#### Extrait choisi
Chronique de mars 2009

André Pieyre de Mandiargues.
André Pieyre de Mandiargues et Bona Tibertelli.



André Pieyre de Mandiargues ou l´art de la jouissance.



Quand l´idée m´est venue à l´esprit d´évoquer, dans ces chroniques mensuelles, la vie et l´œuvre d´André Pieyre de Mandiargues, à l´occasion du centenaire de sa naissance, j´ai dans un premier temps pensé à un tout autre titre pour cet article. Le titre porterait sur l´art de l´érotisme qui a souvent atteint des sommets dans les récits, nouvelles, contes ou des fictions tout court de cet auteur secret et rare. On aurait pourtant mis sous le boisseau des pans entiers de son œuvre riche et singulière qui a toujours été placée sous le signe de la jouissance, qu´elle fût érotique ou non.
Né le 14 mars 1909 à Paris, André Pieyre de Mandiargues était issu d´une famille protestante, d´origine languedocienne par son père et normande par sa mère. Cependant, il a éprouvé dès l´enfance une énorme répugnance à l´égard de la philosophie austère et corsetée de ce milieu bourgeois et calviniste dans lequel il était élevé. Comme nous le rappelle l´écrivain franco-argentin Hector Bianciotti dans son livre Une passion en toutes lettres (1), Mandiargues voyait dans l´oisiveté une sorte de stoïcisme, sinon même un véritable héroïsme. Or la mort de son père au début de la première guerre mondiale lui a permis des années plus tard quand il eut atteint la majorité de recevoir l´héritage qui lui était dû, le délivrant en quelque sorte de soucis financiers et lui ouvrant la voie à l´accomplissement de son idéal. Il fut un élève médiocre, s´excusant de son bégaiement pour ne pas être interrogé dans les cours, peut-être parce que dans l´enseignement traditionnel de l´époque il n´y avait pas de place pour les enfants à l´imagination et à la curiosité pétillantes et qui aimaient les reptiles ou les batraciens. En évoquant un jour son enfance à Dieppe, en Normandie, il se disait «l´enfant des vagues et du cri des mouettes», c´est dire comment son harmonie avec la nature a façonné sa personnalité.

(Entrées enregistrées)
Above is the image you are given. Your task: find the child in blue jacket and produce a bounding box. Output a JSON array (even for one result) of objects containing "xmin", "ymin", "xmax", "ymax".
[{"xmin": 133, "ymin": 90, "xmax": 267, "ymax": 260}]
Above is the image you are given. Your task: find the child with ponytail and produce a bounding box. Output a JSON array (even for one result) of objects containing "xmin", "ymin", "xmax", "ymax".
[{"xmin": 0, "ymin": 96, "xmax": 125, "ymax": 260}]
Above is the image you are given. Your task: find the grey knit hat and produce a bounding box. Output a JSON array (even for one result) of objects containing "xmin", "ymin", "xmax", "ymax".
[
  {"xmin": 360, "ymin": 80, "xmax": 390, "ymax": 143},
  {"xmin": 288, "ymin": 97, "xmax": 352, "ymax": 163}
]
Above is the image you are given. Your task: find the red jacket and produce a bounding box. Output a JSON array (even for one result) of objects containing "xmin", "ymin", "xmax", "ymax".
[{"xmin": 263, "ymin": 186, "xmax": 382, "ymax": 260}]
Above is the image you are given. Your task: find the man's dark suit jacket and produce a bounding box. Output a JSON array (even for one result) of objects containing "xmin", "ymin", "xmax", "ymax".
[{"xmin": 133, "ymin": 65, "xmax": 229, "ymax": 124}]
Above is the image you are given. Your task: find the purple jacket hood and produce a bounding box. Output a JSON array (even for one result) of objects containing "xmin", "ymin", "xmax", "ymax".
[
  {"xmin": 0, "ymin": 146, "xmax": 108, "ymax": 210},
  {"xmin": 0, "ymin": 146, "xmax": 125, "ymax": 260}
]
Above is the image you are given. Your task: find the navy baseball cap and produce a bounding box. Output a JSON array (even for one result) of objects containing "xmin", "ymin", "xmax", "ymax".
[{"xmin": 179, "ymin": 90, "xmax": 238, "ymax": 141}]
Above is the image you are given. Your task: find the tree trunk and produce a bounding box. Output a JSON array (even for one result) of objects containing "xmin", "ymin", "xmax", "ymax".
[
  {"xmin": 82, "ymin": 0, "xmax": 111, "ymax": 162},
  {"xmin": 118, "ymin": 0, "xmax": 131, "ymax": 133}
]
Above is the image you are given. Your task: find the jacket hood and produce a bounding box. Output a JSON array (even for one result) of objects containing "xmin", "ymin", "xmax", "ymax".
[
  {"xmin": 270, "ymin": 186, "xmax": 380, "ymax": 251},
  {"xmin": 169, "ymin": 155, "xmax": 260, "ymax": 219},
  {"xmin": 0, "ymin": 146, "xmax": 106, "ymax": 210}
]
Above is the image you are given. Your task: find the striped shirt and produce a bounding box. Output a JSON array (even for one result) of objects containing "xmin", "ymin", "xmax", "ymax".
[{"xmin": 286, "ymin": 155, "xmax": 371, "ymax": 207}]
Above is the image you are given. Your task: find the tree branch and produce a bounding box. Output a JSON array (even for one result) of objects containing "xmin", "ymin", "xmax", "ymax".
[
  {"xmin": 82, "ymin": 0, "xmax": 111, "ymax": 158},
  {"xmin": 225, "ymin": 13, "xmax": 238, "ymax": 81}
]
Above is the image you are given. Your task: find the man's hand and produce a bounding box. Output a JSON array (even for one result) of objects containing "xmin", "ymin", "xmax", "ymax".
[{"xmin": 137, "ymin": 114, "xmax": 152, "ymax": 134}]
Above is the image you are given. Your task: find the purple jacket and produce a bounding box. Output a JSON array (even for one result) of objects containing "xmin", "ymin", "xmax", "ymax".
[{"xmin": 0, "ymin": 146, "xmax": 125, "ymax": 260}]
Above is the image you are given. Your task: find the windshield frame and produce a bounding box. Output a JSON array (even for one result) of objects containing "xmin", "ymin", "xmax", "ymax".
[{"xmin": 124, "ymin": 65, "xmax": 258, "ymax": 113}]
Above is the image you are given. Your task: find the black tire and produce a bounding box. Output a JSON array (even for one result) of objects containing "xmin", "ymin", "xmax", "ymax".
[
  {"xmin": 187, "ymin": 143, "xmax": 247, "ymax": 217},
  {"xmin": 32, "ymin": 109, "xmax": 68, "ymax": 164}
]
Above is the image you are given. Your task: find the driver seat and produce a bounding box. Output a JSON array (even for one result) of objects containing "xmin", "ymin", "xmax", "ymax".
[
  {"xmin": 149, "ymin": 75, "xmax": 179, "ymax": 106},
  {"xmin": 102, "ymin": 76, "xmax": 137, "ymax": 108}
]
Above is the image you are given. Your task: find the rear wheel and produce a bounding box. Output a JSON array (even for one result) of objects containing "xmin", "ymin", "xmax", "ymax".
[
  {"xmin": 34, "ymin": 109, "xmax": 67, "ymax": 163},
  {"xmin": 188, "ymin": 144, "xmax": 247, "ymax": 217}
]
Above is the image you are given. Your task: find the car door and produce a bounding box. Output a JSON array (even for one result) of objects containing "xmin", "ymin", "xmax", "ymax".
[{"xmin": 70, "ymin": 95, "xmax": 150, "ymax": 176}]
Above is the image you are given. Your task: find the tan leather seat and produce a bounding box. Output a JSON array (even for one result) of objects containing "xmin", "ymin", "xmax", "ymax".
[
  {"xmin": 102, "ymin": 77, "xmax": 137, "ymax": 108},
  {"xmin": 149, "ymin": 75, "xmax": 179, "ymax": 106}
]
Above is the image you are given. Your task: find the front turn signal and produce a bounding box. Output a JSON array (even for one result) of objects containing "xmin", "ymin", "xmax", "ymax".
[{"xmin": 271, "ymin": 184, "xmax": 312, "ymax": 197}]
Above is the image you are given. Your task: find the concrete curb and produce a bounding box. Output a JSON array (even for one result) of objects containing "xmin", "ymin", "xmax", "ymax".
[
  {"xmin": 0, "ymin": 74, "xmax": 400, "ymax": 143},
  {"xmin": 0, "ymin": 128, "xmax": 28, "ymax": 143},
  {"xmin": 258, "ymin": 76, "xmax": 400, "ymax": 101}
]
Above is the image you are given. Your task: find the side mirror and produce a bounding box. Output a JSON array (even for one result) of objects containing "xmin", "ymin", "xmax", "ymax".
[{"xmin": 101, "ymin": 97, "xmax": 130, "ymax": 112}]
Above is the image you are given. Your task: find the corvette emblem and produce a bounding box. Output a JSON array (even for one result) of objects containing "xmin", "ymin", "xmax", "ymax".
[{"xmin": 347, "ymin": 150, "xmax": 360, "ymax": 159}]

#### Tâches à réaliser
a. Selon la chronique sur André Pieyre de Mandiargues, où et quand est-il né ?
b. Traduisez en anglais cette phrase de la chronique sur André Pieyre de Mandiargues : « Né le 14 mars 1909 à Paris, André Pieyre de Mandiargues était issu d´une famille protestante, d´origine languedocienne par son père et normande par sa mère. »
c. Rédigez la suite de la chronique sur André Pieyre de Mandiargues, à partir de sa dernière phrase.
Ces données ne servent pas ici.

#### Réponses par tâche
a. À Paris, le 14 mars 1909.

b. Born in Paris on March 14, 1909, André Pieyre de Mandiargues came from a Protestant family, of Languedoc origin on his father's side and Norman on his mother's.

c.
Au début des années trente, dans ce Paris en proie, comme les autres grandes capitales, à la crise économique et sociale que l´on sait, Mandiargues, rétif à toute idéologie (il s´est toujours prévalu de n´avoir jamais voté et sa seule incursion, aussi subtile fût-elle, dans le monde de la politique fut quand il a pris parti contre la guerre d´Algérie et manifesté de la sorte sa sympathie à l´égard du parti communiste, le seul parti français qui n´eût jamais été impliqué dans le carnage algérien de quelque forme que ce fût), Mandiargues, donc, a consacré le plus clair de son temps à fréquenter les milieux littéraires et surtout artistiques de la ville lumière. À cette époque, il s´était déjà lié d´amitié avec Henri Cartier- Bresson et du cercle de ses intimes ont commencé de faire partie des peintres comme Leonor Fini,Leonora Carrington, Max Ernst et Lanza del Vasto. Il a aussi beaucoup voyagé surtout en Europe et dans l´Orient méditerranéen, et s´est passionnément livré à l´étude de la civilisation étrusque.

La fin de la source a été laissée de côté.